- **Directive**: Copy the rows below word for word, leaving out the pictures.

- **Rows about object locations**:

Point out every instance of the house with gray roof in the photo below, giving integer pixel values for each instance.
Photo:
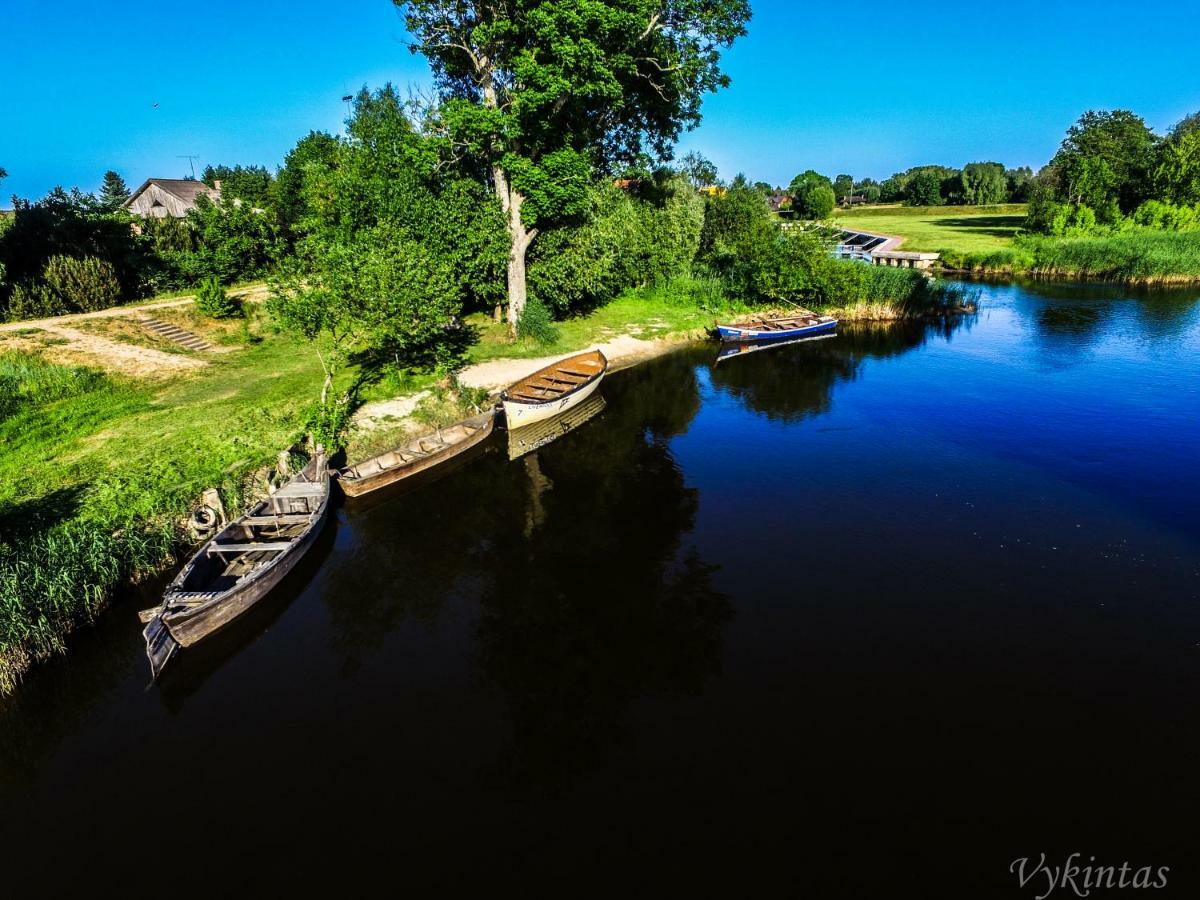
(162, 197)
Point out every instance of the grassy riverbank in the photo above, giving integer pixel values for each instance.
(936, 229)
(99, 461)
(987, 240)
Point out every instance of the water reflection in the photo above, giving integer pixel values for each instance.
(795, 382)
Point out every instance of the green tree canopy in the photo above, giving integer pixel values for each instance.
(1107, 159)
(984, 184)
(1177, 177)
(699, 169)
(843, 186)
(543, 91)
(924, 189)
(113, 191)
(249, 184)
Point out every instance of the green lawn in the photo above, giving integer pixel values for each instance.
(964, 229)
(96, 469)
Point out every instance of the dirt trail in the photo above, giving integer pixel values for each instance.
(126, 358)
(253, 293)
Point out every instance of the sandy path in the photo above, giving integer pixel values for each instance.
(253, 293)
(127, 358)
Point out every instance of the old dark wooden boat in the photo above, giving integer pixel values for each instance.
(553, 389)
(803, 324)
(418, 455)
(739, 348)
(239, 567)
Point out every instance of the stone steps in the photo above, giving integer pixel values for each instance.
(174, 334)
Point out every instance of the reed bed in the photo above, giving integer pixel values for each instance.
(1139, 256)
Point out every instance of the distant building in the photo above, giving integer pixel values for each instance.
(169, 197)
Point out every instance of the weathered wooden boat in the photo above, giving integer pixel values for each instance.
(803, 324)
(741, 348)
(420, 454)
(553, 389)
(532, 437)
(238, 567)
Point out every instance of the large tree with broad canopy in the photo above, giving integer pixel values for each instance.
(547, 91)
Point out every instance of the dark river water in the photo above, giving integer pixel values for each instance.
(876, 615)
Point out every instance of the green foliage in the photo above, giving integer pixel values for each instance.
(249, 184)
(843, 187)
(984, 184)
(27, 379)
(34, 299)
(623, 241)
(306, 168)
(211, 300)
(700, 171)
(72, 225)
(545, 91)
(1139, 255)
(535, 323)
(924, 189)
(1177, 177)
(233, 241)
(1168, 216)
(83, 285)
(390, 175)
(113, 191)
(1107, 157)
(814, 201)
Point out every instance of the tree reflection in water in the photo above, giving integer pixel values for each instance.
(793, 382)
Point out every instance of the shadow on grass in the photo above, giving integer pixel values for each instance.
(994, 226)
(29, 517)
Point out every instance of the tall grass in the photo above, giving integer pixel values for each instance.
(53, 581)
(96, 472)
(1140, 255)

- **Solution for this exercise**:
Point out every instance of the house with gray roof in the photo below, giving integer pixel values for each instance.
Photo:
(162, 197)
Point out every instance of the grassy riverbank in the photo above, giving integer pixel values for each instance.
(936, 229)
(99, 461)
(987, 240)
Point out every instance of the water reflection in the photo above, giving integer pixel values for each instance.
(795, 382)
Point out every instance of the green tree canopy in the photo above, giving integer pixel values for each instance.
(1107, 159)
(984, 184)
(1177, 177)
(699, 169)
(843, 186)
(543, 91)
(924, 189)
(113, 191)
(249, 184)
Point out every instance of the green lawn in the photo above, giving integer pixel values for each instance.
(964, 229)
(96, 469)
Point out every instance of the dirt trail in the photo above, giving integer pixel values for each instance.
(126, 358)
(253, 293)
Point out every instance of the sandy path in the photo above, giving integer pixel values for each instance.
(253, 293)
(127, 358)
Point out every instance of the old dark wooden boat in the photo above, giving integer pixel values for each instance.
(553, 389)
(803, 324)
(418, 455)
(739, 348)
(239, 567)
Point out every instance of the stone steps in the photo above, giving integer pixel values for each instance.
(174, 334)
Point out every instance of the reed bed in the photo above, giving integer pixel values for each instance.
(1139, 256)
Point out every instance of the distant building in the photo above, giving integer pixel values for each instance.
(169, 197)
Point out every instance of the weathered wooden boat in the photo above, giving integer pixel values for each instance.
(803, 324)
(741, 348)
(420, 454)
(553, 389)
(532, 437)
(238, 567)
Point out every instance of the large tree with broad canopy in the photo above, giving integer pixel values for each instance.
(547, 91)
Point out every instance of the dark river water in the photo above, giving integer pixel values for each instance.
(876, 615)
Point out every instance of the green foliage in the photo above, giving integer pixel values for each instance.
(249, 184)
(843, 187)
(984, 184)
(27, 379)
(34, 299)
(623, 241)
(306, 168)
(211, 300)
(700, 171)
(72, 225)
(545, 91)
(1139, 255)
(535, 323)
(924, 189)
(1177, 177)
(233, 241)
(1168, 216)
(83, 285)
(390, 175)
(113, 191)
(1107, 157)
(814, 201)
Point out every instance of the tree reflection in water in the photo above, giving integer pixel values for each instance.
(793, 382)
Point out every instance of the shadow on grass in the photo above, giving integer pixel values for each instance.
(994, 226)
(29, 517)
Point out every instance of the tall grass in the photo above, giving integer pixel values for each instance.
(53, 581)
(96, 472)
(1140, 255)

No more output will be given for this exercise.